--- Record excerpts Enclosed Below ---

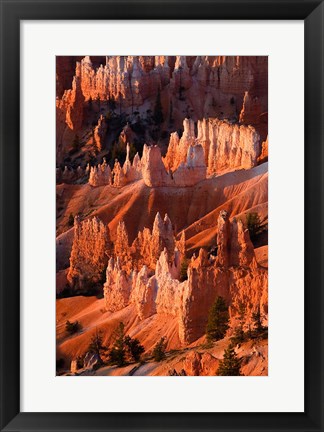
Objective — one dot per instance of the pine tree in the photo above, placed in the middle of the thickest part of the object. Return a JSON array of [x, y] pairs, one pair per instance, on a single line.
[[76, 144], [134, 348], [159, 350], [230, 365], [117, 354], [71, 220], [253, 224], [96, 345], [218, 319], [158, 112]]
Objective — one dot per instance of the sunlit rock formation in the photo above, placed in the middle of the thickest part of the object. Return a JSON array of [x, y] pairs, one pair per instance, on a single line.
[[117, 287], [89, 255], [100, 175]]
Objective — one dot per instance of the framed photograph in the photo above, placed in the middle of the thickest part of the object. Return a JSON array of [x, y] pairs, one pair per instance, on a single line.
[[162, 215]]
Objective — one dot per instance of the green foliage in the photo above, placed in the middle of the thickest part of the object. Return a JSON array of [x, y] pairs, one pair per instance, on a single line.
[[238, 336], [98, 100], [72, 327], [253, 224], [76, 143], [259, 331], [218, 319], [96, 345], [158, 112], [134, 348], [230, 365], [71, 220], [117, 354], [124, 348], [159, 350], [184, 269]]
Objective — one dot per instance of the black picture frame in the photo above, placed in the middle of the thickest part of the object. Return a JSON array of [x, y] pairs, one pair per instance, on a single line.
[[12, 12]]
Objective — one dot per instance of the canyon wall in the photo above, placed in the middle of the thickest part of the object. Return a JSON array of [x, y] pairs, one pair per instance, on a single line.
[[89, 254], [155, 288], [199, 86]]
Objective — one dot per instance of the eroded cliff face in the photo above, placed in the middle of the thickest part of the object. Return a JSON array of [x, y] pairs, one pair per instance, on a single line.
[[201, 86], [225, 146], [234, 274]]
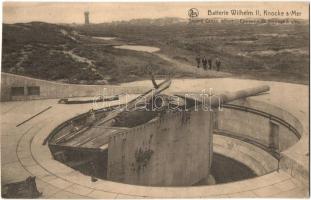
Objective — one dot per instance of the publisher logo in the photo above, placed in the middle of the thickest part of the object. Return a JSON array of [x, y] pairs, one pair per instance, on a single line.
[[193, 12]]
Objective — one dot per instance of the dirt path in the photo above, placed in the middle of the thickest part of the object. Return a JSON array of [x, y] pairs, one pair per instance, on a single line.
[[199, 72]]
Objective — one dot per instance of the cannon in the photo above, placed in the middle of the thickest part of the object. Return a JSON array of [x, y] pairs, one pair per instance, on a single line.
[[145, 138]]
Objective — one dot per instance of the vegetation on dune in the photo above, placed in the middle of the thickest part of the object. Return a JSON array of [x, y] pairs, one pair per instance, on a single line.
[[260, 51]]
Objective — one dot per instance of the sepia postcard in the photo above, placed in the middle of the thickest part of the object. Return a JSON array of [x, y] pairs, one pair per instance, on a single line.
[[155, 100]]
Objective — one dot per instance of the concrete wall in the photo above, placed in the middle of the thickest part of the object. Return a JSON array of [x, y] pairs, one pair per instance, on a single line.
[[256, 127], [52, 90], [260, 161], [174, 150]]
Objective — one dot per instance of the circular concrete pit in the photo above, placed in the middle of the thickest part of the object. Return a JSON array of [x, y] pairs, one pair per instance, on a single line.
[[236, 137]]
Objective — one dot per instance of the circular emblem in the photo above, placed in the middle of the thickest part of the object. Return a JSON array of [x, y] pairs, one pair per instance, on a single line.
[[193, 12]]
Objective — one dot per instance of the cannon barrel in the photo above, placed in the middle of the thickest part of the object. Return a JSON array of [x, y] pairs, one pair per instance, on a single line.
[[223, 98]]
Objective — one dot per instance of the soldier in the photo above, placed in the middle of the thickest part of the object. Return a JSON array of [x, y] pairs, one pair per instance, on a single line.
[[218, 63], [210, 63], [91, 118], [198, 59], [204, 62]]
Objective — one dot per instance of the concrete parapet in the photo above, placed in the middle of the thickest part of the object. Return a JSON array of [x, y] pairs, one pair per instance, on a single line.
[[15, 87]]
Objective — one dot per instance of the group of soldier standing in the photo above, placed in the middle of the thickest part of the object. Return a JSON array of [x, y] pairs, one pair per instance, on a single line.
[[207, 63]]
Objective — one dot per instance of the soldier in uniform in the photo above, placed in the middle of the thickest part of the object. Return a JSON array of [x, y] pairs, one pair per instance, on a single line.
[[204, 62], [218, 63]]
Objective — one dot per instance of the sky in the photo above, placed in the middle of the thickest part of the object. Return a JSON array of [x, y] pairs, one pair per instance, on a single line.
[[70, 12]]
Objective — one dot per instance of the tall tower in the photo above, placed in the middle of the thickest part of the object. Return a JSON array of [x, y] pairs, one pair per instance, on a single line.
[[86, 17]]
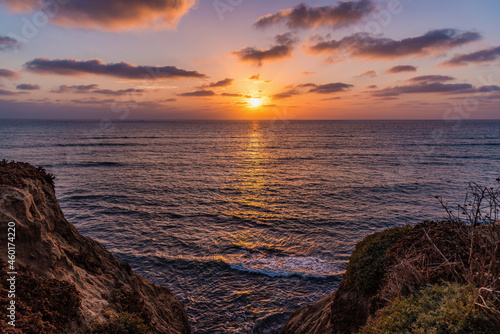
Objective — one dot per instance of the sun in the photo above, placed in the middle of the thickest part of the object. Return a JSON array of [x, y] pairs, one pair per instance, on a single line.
[[255, 102]]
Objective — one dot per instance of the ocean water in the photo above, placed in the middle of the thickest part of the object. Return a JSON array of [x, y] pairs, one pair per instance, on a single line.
[[247, 221]]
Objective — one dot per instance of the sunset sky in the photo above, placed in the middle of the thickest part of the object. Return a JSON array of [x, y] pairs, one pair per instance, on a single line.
[[242, 59]]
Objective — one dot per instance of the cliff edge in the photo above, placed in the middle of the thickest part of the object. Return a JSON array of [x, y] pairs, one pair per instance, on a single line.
[[65, 282], [434, 277]]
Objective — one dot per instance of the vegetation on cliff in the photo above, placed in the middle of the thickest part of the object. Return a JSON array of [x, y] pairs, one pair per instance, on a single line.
[[434, 277]]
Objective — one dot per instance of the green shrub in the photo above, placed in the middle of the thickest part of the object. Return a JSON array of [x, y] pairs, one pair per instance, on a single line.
[[436, 309], [366, 266]]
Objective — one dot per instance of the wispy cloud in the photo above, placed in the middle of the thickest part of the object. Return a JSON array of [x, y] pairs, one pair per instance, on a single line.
[[362, 45], [75, 88], [431, 78], [73, 67], [330, 88], [401, 68], [222, 83], [111, 15], [5, 73], [28, 87], [427, 87], [198, 93], [303, 16], [4, 92], [8, 43], [367, 74], [119, 92], [478, 57], [283, 49]]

--- End of Enclosed Record excerpts ---

- Work to complete: Word for word, copy all the entries above, but with no pictures.

- Written response:
Objective — one dot per instance of the pine tree in the photo above, placed in the middle of the thickest part of the object. Return a JSON array of [x, y] pairs, one pair per instance, on a single line.
[[76, 144], [134, 348], [159, 350], [230, 365], [117, 354], [71, 220], [253, 224], [96, 345], [218, 319], [158, 112]]
Objective — one dot per instance of the sunlit rock formation in the photo above, placed in the middle of the thickest part of the object. Return a JSON array of [x, y] pairs, one pair per instance, on a single line.
[[117, 287], [89, 255], [100, 175]]
Objective — one dot per instance of the framed photograph in the photo above, placed in the middle of the thickest part of the object. Return a JSON array of [x, y] pairs, one pair per instance, on a single line.
[[162, 215]]
Objective — one dot per instance of the green foliage in the photo above, placed in the middle of the thickest part of the object. Return a JSON array of [x, y] pairs, one pair per instance, on a single line.
[[238, 336], [98, 100], [72, 327], [253, 224], [76, 143], [259, 331], [218, 319], [96, 345], [158, 112], [134, 348], [230, 365], [71, 220], [117, 354], [124, 348], [159, 350], [184, 269]]
Objective — one dot per instance of the black picture frame in the photo above, placed in the middle of the thickest part of the object. Return a JSON array of [x, y] pairs, one pair per instance, on a single line.
[[12, 12]]
Objective — one dot per instance of the canyon wall in the photo above, placed in the middle of the thickest part of the object. Return a JSON array of [x, y] pairs, one pair per instance, on a single line.
[[89, 254], [155, 288], [199, 86]]
Objective — one dot per instance of the eroded cliff face in the photo above, placed in the middle of the thickest part of the object. Return a JSON array of [x, y] pairs, one pair per instance, on a single line.
[[201, 86], [225, 146], [234, 274]]
Objective — one dot per instance of the publisher logo in the photo above, placed in the middle of the thickest part of the object. Return a JSON array of [x, y] pairs, one pair per instance, on a single line.
[[193, 12]]
Objective — one dot per instance of the dirt path in the photo above, placed in the middle of the thickest part of the object. Return a JSON array of [x, y] pairs, one pair per instance, on a single line.
[[199, 72]]
Objective — one dot per instance of the cannon in the photo above, placed in the middle of the thickest part of the object. Return a JSON array of [x, y] pairs, one pair per instance, on a single line.
[[145, 138]]
Objective — one dot per instance of the vegetation on dune in the photo above, placed in the middle of the thickest part of the object. Return a JSON array of [x, y] pairs, one pair per instance, on a single line.
[[260, 51]]
Objective — one dot per instance of the sepia postcard in the photo above, placed in the middle of the thickest part of the object. Return a JSON array of [x, y] pairs, one pair per instance, on a single line.
[[155, 100]]
Objective — one dot per instance of the concrete wall in the photo above, placed in the middle of the thickest part of the object. Return a JSON array of [x, y] pairs, one pair per instance, on a single line.
[[256, 127], [52, 90], [260, 161], [174, 150]]
Objective — one dot per instance of the circular concrete pit in the photo above, placed in the middle of the thickest part of the object. Return a JSON array of [x, y] pairs, one pair per instance, on a single line.
[[236, 137]]
Objective — one dot per instance of the circular emblem in the photo above, placed in the middle of the thickest part of the object. Return a JSON array of [x, y] pairs, one pair per instance, on a single line.
[[193, 12]]
Objective — one dot per instance of the cannon barrel in the photo above, placed in the middle of the thickest part of the object. Return a JSON array of [x, y] pairs, one pair per instance, on a single line.
[[223, 98]]
Objective — one dot per instance of the soldier in the photo above, placed in the middle of the thickest part of the object. Return a JSON array of [x, y] pairs, one pair per instance, on a single line.
[[218, 63], [210, 63], [91, 118], [198, 59], [204, 62]]
Objective — one dot per instance of the concrete parapet in the photo above, placed in the middle of the thickest part of the object. Return a JSON array of [x, y] pairs, one pair per instance, on a single line.
[[15, 87]]
Objective — one dot per instance of the group of soldier standing in the photo above, placed in the middle of the thickest part of the object. Return a JSON array of [x, y] pairs, one pair per instance, on a single line.
[[207, 63]]
Objective — one dot per instance of the soldier in uniform in the photo above, placed in the middle of the thickest part of the object. Return a JSON array of [x, y] pairs, one pair per instance, on a single line.
[[204, 62], [218, 63]]
Objective — one dot per instance of the sky in the photo above, placed in the middle of the thickest part of the object. Return a JSON array of [x, y] pairs, one pair per instance, on a single line.
[[70, 12]]
Objective — one dot per instance of the tall tower in the photo above, placed in the middle of the thickest part of the object. Return a JSON array of [x, y] pairs, one pair per instance, on a single line.
[[86, 17]]
Objective — one dot per instance of the sun in the photo above, placed in the middle of the thickest part of the object. Return a JSON array of [x, y] pairs, one pair per instance, on a single line.
[[255, 102]]
Objective — one dot per instance of the ocean water in the photo above, placed in the middle of the thickest part of the object. Return a JSON array of [x, y] pairs, one pair per instance, on a single line.
[[247, 221]]
Objective — one dot per instance of the sunset sky in the photo above, placed in the middle of the thickest part of the object. Return a JSON array of [x, y] pairs, one pair per instance, on a single line.
[[242, 59]]
Objective — one dot per instance of the cliff edge in the photo above, placed in the middle of the thickest part of the object. Return a JSON array of [x, y] pairs, one pair per instance, on a single line.
[[65, 282], [434, 277]]
Objective — one dot per instance of the vegetation on cliff in the photo above, placed in the middle of the thickest part of the object. Return a JSON array of [x, y] pairs, one pair per instance, on a single line.
[[434, 277]]
Objective — one dot per instance of the green shrub in the photo above, placed in the middle of the thickest part of the object. Return a JSON array of [x, y] pairs, one pair per instance, on a single line.
[[436, 309], [366, 266]]
Objective — one dot per instance of the wispy cloud in the photo above, placed in the middle of the thickest part of the object. Return a JSON array of [x, y] pairs, one pair per instance, on a single line.
[[362, 45], [75, 88], [431, 78], [73, 67], [330, 88], [401, 68], [222, 83], [111, 15], [5, 73], [28, 87], [427, 87], [198, 93], [303, 16], [4, 92], [8, 43], [367, 74], [119, 92], [478, 57], [283, 49]]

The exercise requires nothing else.